EXERCISE TASKS:
- A) Copy the passage from the volunteer patient program article word for word, starting with "Oorebeek acknowledges there" and going on through "help raise awareness.".
- B) Continue the article on the volunteer patient program from where it stops.

PAGE EXTRACT:
==*==
The 1,000th volunteer patient session for the Southern Medical Program (SMP) recently occurred without much fanfare. Not because it wasn’t a significant milestone, but rather it was somewhat lost in the now steady state of patient programs underway during the academic year.
Diane Oorebeek, Standardized Patient and Volunteer Patient Recruiter and Trainer, is the force behind the SMP Patient Programs. Since joining the SMP in 2011, Oorebeek has built the Patient Programs from the ground up engaging more than 300 community members from across the Okanagan Valley.
The Patient Programs are crucial to the SMP’s operations. During the past three years, over 200 volunteer patients have partaken in clinical skills sessions. Under the guidance of a physician preceptor, students learn how to do basic clinical exams, take a medical history, and practice their communication skills – all within a safe learning environment. Each session is closely tied with the MD curriculum’s lecture material, thus requiring volunteers from the young to the elderly to the perfectly healthy to those suffering with chronic disease.
“We’ve had a really positive response from the community,” says Oorebeek. “Our volunteers are excited about helping to train future physicians while at the same time learning more about medicine.”
Oorebeek acknowledges there can be challenges in recruiting volunteers suffering from chronic diseases. Some of the volunteers spend a lot of their time in medical appointments already and it may be difficult for them to participate; however, they recognize the value of their involvement as it often provides a chance to help raise awareness.
==*==
SUPPLIED DATA:
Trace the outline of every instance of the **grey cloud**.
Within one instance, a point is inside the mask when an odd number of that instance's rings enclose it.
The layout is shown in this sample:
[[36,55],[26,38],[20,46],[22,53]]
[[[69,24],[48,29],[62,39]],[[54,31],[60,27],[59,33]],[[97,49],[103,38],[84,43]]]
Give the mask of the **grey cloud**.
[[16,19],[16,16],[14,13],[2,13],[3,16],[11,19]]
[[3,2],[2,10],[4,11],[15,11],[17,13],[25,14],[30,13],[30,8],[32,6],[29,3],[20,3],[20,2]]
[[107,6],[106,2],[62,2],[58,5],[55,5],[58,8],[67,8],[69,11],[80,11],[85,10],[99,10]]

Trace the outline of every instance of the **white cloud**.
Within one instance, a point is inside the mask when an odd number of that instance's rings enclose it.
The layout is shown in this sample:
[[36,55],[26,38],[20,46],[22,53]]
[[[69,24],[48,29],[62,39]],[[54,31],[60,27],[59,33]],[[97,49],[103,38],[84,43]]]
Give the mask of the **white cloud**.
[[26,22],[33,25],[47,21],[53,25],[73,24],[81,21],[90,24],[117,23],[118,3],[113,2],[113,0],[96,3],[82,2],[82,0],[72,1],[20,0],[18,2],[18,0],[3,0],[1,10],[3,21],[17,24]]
==*==
PER-TASK OUTPUTS:
- A)
Oorebeek acknowledges there can be challenges in recruiting volunteers suffering from chronic diseases. Some of the volunteers spend a lot of their time in medical appointments already and it may be difficult for them to participate; however, they recognize the value of their involvement as it often provides a chance to help raise awareness.

- B)
The Standardized Patient Program relies heavily on the local acting community to assist with patient portrayals for student examinations and communication skills sessions. To date, 81 standardized patients have portrayed 266 different roles. The complexity of each patient’s background can vary considerably and training can be fairly intensive. The patient actors must be able to fully grasp their role and deliver a consistent patient portrayal for examination and teaching purposes.
It’s the diversity of patient scenarios that keeps Oorebeek constantly on the lookout for potential recruits. “I never felt like such an opportunist in my life,” says Oorebeek. “I find myself constantly looking at people in the grocery store or out in the community to see if they might be a good fit for one of our patient cases.”
Lastly, Oorebeek runs the Clinical Teaching Associate program comprised of women educators who teach breast and pelvic exams. The role of the clinical teaching associate is complex with the dual responsibility of both educator and patient. The training is also rigorous as they need to be able to guide students through the learning process and provide accurate and timely feedback on communication skills, body language, and technique.
As the SMP has developed over the past four years, the number of sessions and scope of patient cases has increased significantly. Oorebeek has amassed a tremendous network of contacts with community organizations, local physicians, and high schools to assist in the ongoing recruitment for these programs. She admits it can be a balancing act in fulfilling the educational needs of the program while keeping a large group of people adequately engaged over the course of the academic year. Last minute cancellations can even require Oorebeek to recruit a staff member or jump in herself to participate, but all is handled in stride.
“The people I get to work with are inspiring, amazing, and talented individuals,” adds Oorebeek. “I feel quite honored to meet these people, learn a lot of things in the process, and truly value the quality and variety of interactions.”